[begin Dataset entries]

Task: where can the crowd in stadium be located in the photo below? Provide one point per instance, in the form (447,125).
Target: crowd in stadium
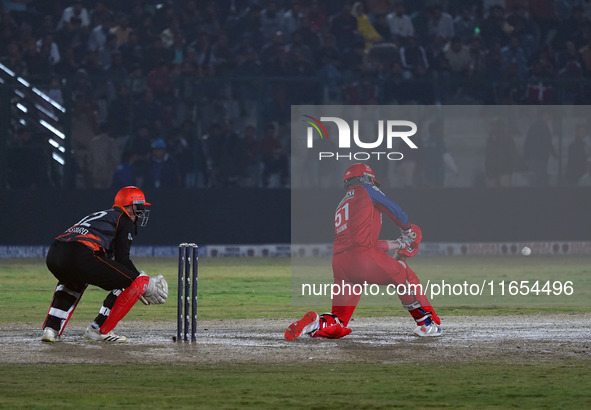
(198,93)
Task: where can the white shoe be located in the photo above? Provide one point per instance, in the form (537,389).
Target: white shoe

[end Dataset entries]

Problem statement:
Convert the records above into a Markdown table with the columns Row and Line, putting each nonblank line in its own numbered row. Omit the pictures.

Task solution:
| Row | Line |
|---|---|
| 1 | Task: where can the crowd in stadium be located in the photo below? Provide one point per instance, in the form (447,125). |
| 2 | Target: crowd in stadium |
| 3 | (198,93) |
| 4 | Task: where can the white shoe be located in the photo above? Provide one point per instance, in the form (537,389). |
| 5 | Target: white shoe |